Dómine Cabra

Personaje de la novela picaresca La vida del Buscón (v. Buscón, El) de Francisco de Quevedo y Villegas (1580-1665). Dice un proverbio español: «Pasa más hambre que un maestro de es­cuela», y, desgraciadamente, durante mu­chos años enseñanza e indigencia han po­dido llamarse hermanas.

Dómine Cabra es el arquetipo de todos los maestros pobres de España; Pablo de Segovia (v.) le conoce al ser enviado, junto con su señor y com­pañero don Diego, a la pensión para estu­diantes que aquél dirige en Segovia. Pero Dómine Cabra no sólo es pobre para sí mis­mo, sino también para los demás, y todo lo que una caricatura inteligente y moderna pueda expresar acerca de la avaricia, miseria y suciedad de un personaje similar lo ha volcado Quevedo sobre la figura del famoso profesor. Su físico responde a su alma: «Su nariz — dice Pablos — era roja de las pústulas que se le originarían del resfriado, que no del vicio, pues esto cues­ta dinero.

Las barbas descoloridas de mie­do de la boca vecina, que, de pura ham­bre, parecía que amenazaba comérselas… el gaznate largo como avestruz/ con una nuez tan salida, que parecía se iba a bus­car de comer forzada de la necesidad».’ Y si su miserable aspecto da a entender que no se afeita por ahorrar y que duerme «de un lado, por no gastar las sábanas», no de otro modo procede con los alumnos. A su mesa, y en escudilla de madera, se comía un caldo tan claro «que al mirarlo se corría más peligro que Narciso en la fuente»; y la carne que los criados llevaban a la mesa parecía arrancada de sus mismos cuerpos, tal era su delgadez.

Y todos, desacostum­brados ya de tiempo a comer, se llevaban una corteza de pan dos veces a los ojos antes de encontrar el camino de la boca. Como es natural, en la «Pensión Cabra» no existen los gatos, porque es inútil pensar que ninguno de ellos pudiera vivir de las sobras de una mesa en la que falta lo ne­cesario. No obstante, Dómine Cabra se di­ferencia de los célebres avaros de la his­toria (v. Avaro), desde los de Plauto hasta los de Molière y el de Balzac, en cuanto da justificaciones intelectuales a los estu­diantes. «Cierto que no hay tal cosa como la olla — decía, sorbiendo su escudilla —; todo lo demás es vicio y gula».

Y recomien­da las excelencias de una cena frugal con el fin de tener descansado el estómago y evitar los malos sueños. «Sólo una cabeza no ofuscada por los vapores de la digestión es capaz de elevarse hasta los conceptos aristotélicos». Estas enseñanzas encierran la fórmula pedagógica del Dómine Cabra, tipo que encontraremos sucesivamente en muchas otras obras maestras de la literatura española, y particularmente en la otra gran novela picaresca, el Guzmán de Alfarache (v.), que le sitúa en Alcalá de Henares, pa­tria de Miguel de Cervantes.

Datos extraídos.
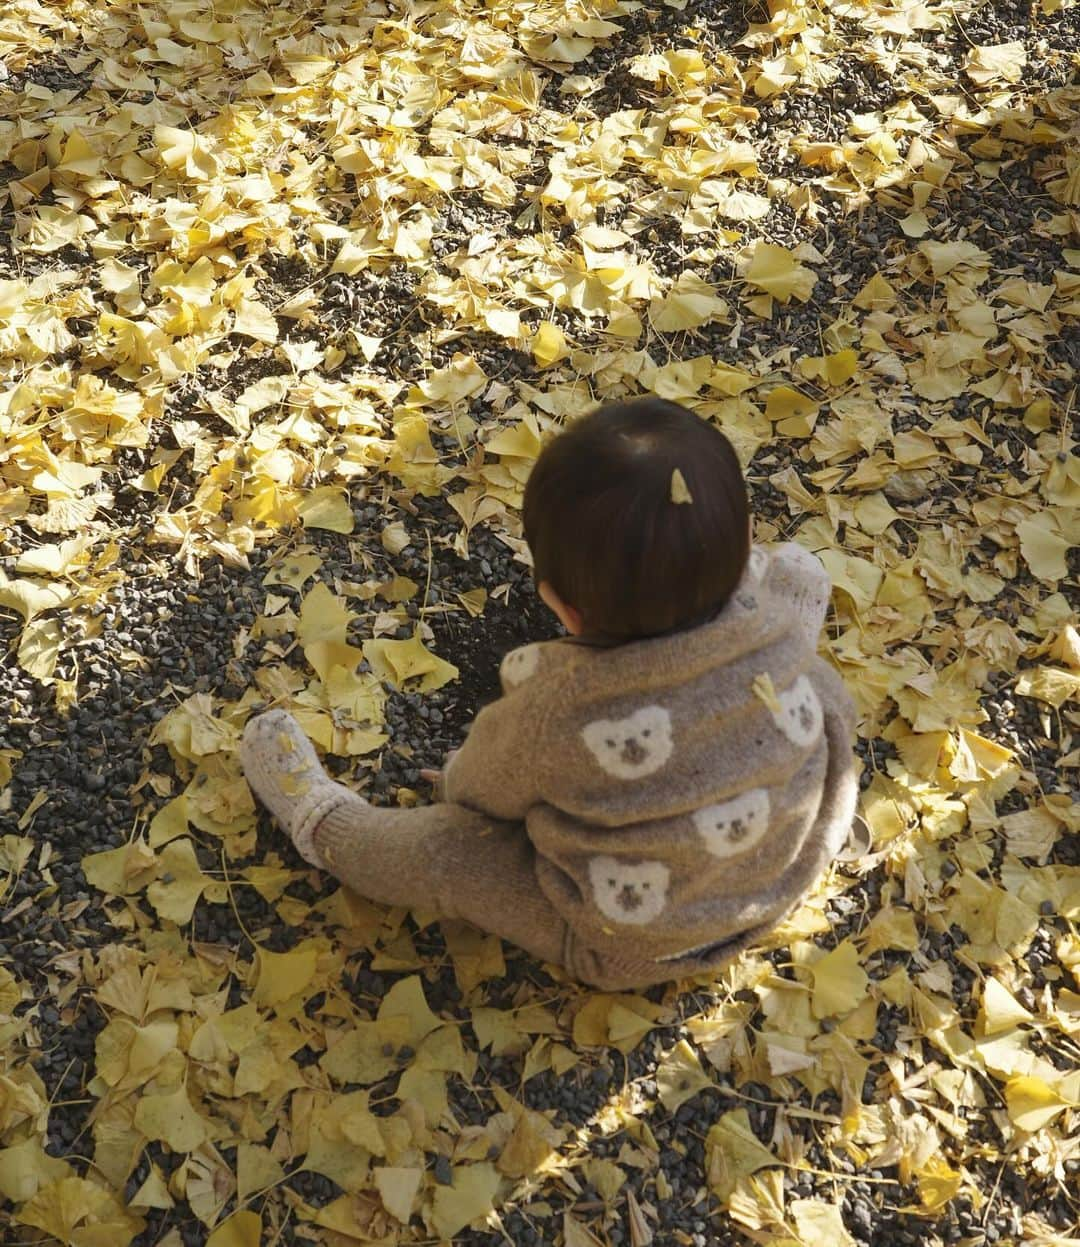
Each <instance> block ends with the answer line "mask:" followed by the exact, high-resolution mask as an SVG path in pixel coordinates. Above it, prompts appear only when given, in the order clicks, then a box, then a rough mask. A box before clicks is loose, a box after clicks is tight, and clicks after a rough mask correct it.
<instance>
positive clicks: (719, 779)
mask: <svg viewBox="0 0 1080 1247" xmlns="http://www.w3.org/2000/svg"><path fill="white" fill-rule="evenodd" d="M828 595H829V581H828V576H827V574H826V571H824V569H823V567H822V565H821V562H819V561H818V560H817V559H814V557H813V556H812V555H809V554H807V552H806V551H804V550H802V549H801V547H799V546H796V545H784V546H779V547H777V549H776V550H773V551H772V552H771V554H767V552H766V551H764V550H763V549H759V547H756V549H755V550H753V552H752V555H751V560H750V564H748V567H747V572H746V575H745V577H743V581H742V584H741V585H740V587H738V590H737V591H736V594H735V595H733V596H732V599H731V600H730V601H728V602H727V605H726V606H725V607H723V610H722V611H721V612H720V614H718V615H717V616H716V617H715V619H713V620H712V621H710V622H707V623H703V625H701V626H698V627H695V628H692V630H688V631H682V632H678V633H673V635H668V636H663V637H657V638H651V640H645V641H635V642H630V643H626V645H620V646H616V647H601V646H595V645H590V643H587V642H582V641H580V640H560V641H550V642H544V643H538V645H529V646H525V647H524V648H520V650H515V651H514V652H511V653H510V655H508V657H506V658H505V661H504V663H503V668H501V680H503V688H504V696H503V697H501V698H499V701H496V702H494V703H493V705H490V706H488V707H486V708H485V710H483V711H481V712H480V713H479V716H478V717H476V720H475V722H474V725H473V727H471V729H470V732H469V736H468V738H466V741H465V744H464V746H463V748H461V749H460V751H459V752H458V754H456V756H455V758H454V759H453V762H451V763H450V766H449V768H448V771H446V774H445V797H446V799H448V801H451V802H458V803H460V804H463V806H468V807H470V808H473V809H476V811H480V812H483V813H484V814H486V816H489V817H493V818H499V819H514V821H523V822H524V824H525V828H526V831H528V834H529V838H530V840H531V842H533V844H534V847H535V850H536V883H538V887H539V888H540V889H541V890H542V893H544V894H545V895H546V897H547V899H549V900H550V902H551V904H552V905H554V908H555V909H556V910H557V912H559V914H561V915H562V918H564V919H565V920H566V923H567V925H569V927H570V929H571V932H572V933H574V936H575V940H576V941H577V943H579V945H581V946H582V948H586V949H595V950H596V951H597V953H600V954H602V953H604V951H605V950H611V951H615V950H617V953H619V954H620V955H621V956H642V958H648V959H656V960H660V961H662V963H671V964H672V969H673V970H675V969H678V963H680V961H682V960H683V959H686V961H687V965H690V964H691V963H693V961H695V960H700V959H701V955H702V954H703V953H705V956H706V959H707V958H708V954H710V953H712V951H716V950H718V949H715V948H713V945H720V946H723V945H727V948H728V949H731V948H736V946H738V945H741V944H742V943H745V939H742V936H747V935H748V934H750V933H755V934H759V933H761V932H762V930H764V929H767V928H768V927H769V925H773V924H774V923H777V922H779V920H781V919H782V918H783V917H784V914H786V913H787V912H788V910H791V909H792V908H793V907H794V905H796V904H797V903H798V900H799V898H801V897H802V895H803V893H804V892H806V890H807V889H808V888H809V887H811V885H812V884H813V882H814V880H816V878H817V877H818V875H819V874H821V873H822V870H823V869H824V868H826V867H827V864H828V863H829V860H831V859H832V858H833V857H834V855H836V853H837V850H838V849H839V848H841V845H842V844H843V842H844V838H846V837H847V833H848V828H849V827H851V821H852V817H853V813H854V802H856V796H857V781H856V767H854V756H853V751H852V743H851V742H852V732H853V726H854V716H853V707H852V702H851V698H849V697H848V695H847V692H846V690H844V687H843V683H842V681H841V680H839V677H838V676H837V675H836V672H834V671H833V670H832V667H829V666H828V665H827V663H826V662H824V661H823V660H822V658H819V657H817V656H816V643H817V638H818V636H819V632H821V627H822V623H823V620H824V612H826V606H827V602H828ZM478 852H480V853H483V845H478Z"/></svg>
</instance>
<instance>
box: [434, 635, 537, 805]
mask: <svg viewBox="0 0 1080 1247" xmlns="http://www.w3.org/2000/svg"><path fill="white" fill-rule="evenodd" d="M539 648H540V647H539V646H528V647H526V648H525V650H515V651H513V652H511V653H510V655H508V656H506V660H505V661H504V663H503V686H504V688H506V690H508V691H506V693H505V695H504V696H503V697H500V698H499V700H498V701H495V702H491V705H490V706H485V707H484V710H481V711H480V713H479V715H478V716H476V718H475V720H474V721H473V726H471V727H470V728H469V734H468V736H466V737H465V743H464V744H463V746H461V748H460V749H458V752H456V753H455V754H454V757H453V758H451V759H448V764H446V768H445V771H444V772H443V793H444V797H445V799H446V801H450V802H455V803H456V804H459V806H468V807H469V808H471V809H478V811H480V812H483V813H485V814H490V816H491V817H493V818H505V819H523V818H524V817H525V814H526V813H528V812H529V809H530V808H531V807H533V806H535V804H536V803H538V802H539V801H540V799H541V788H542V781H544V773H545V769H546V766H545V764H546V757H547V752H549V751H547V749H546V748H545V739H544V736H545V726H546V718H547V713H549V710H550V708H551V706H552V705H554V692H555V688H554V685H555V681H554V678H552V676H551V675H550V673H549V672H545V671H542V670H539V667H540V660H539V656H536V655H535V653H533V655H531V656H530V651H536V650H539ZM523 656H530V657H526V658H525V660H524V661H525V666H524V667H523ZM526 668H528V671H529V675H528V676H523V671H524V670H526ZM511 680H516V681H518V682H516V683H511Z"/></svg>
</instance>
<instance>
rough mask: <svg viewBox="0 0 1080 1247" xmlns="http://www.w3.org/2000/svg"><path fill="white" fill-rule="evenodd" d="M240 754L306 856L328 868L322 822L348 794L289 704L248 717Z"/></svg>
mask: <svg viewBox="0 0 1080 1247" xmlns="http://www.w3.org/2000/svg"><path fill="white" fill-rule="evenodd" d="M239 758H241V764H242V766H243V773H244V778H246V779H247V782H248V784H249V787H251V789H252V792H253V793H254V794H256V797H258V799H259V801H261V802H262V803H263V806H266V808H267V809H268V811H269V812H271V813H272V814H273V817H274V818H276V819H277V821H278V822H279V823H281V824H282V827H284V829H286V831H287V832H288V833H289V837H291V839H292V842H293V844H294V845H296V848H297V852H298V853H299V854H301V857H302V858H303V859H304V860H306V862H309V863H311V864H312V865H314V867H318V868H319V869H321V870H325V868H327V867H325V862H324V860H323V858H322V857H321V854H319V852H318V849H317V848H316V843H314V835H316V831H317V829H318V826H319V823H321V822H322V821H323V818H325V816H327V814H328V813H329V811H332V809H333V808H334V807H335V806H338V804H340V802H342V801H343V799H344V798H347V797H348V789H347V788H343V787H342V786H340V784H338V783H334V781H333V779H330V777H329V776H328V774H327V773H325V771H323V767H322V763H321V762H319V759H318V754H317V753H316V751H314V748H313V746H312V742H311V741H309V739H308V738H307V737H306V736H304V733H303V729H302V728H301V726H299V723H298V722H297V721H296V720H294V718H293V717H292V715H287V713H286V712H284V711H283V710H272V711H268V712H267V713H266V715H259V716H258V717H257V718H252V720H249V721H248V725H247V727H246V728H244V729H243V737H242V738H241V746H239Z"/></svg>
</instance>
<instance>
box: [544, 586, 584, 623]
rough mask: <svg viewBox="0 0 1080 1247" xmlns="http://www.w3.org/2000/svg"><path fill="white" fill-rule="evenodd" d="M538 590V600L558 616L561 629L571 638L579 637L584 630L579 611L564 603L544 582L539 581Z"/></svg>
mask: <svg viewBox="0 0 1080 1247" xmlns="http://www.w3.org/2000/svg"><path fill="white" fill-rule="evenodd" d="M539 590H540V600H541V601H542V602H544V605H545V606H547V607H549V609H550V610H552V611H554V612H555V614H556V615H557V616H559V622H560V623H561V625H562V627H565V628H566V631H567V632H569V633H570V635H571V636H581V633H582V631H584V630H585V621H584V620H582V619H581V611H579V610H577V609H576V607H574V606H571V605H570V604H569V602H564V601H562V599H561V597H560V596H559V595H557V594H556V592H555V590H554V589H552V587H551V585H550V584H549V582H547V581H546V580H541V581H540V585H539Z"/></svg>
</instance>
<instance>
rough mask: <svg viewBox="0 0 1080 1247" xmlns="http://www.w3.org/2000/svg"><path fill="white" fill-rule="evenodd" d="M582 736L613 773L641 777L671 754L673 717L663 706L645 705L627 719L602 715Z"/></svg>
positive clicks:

Aplique lo leído.
a) Según el texto sobre Dómine Cabra, ¿en qué ciudad se encuentra la pensión para estudiantes que dirige este personaje?
b) Explique, a partir del texto sobre Dómine Cabra, por qué en la «Pensión Cabra» no hay gatos.

Lista de soluciones.
a) En Segovia.

b) No existen gatos porque es inútil pensar que alguno pudiera vivir de las sobras de esa mesa. En ella falta incluso lo necesario.